**Source extract**
Aging & Health A to Z
Lifestyle & Management
Physical therapy will help you keep your muscles, joints and bones from stiffening and weakening. Fractures may take 6-12 months to fully heal, and rehabilitation should be continued for as long as you continue to make gains from it. You will be given individualized exercises, as well as occupational therapy by trained healthcare professionals. These specialists will get you back to normal faster and ensure that you can carry out everyday functions, like combing your hair, eating, and bathing (for arm and wrist fractures). They will also help get you standing, walking, and sitting comfortably (for lower body fractures such as those of the pelvis, hip, knee, leg and ankle).
If you have had a hip replacement, or if your fractures are in your backbone, you will probably be encouraged to stand up, put your full weight on the injured areas and walk with a walker within a few days of your injury and surgery. Getting out of bed and moving will help you to avoid complications such as blood clots and hospital-induced delirium.

**Work task 1**
In the text on fracture recovery, why are people who've had a hip replacement or a backbone fracture told to get up and walk within a few days? Answer in one to three sentences.
**Work task 2**
Continue the text on fracture recovery from its last sentence.
You won't need the listing to do the tasks.

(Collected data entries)
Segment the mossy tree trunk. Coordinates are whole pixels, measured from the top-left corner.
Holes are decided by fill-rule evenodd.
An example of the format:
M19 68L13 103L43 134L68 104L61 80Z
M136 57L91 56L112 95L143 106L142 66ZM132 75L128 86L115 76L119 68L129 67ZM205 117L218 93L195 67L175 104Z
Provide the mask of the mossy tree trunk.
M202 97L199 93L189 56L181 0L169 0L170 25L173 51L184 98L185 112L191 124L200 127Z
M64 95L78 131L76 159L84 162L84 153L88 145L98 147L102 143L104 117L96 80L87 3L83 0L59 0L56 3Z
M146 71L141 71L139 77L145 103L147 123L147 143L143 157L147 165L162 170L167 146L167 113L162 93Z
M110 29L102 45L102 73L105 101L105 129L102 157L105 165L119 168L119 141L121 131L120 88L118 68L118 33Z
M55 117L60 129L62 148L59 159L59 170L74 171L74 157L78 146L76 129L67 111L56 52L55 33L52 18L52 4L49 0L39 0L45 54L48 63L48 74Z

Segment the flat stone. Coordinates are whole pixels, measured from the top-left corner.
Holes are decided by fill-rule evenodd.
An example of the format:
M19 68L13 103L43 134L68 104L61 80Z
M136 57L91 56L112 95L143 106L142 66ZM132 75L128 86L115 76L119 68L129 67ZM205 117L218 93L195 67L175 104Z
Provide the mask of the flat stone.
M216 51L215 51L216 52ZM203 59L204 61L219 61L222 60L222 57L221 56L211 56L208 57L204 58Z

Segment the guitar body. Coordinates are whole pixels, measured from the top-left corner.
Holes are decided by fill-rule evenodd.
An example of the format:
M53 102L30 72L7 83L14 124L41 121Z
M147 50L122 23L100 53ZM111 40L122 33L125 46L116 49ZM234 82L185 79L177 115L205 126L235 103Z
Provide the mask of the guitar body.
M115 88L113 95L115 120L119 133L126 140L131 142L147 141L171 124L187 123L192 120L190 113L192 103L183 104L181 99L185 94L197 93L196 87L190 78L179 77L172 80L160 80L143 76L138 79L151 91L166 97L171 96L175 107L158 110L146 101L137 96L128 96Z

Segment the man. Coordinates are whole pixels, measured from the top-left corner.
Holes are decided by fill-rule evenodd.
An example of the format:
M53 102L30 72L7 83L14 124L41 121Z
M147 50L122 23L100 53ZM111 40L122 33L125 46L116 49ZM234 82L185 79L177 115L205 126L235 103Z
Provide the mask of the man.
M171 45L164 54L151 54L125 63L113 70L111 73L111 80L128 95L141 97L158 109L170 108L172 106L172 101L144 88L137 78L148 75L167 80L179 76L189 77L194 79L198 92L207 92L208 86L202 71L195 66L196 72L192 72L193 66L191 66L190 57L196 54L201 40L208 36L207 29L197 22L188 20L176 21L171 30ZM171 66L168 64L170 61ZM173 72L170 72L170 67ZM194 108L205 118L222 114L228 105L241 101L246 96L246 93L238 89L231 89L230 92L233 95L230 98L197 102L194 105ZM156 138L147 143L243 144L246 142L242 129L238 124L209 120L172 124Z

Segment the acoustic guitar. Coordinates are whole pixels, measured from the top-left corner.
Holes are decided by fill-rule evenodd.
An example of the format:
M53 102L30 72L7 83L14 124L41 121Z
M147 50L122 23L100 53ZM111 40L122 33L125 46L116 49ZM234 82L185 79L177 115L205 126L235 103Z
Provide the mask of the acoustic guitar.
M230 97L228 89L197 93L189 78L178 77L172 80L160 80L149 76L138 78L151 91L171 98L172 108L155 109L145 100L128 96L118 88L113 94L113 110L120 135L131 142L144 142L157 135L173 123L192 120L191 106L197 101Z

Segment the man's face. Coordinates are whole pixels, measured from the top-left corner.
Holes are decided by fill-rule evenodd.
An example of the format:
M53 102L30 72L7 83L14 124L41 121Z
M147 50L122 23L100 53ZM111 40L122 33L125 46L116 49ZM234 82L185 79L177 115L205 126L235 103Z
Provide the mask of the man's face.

**Written reply 1**
Getting out of bed and moving helps them avoid problems such as blood clots and hospital-induced delirium.

**Written reply 2**
A physical therapist will teach you how to use the walker safely and securely. You may need it for about 6-12 weeks. Afterwards, you will walk with a cane and should eventually be able to walk without any aids if you were able to do so before your fracture. Intensive physical therapy—with rehabilitation at least once a day and preferably more often—is known to help speed recovery and lead to an earlier discharge from hospital.
Reduce Risk Factors
If your fracture was the result falling, make sure that your doctor checks your walking ability, balance, vision, hearing, and other factors that can put you at risk for another fall. To reduce your fall and fracture risk even more:
- Step up your physical activity. Do weight-bearing exercises such as walking (at least 5 times per week for 30 minutes each time). Start gradually.
- Do exercises to improve your balance (Tai Chi classes can help).
- Have your blood pressure checked.
- Get plenty of daily calcium (1,200-1,500 mg) and vitamin D (800- 2000 IU).
- Fix any tripping hazards in your home (loose rugs, wires, dark stairways).
- Stop smoking if you still smoke and stay away from alcohol and sleep medications.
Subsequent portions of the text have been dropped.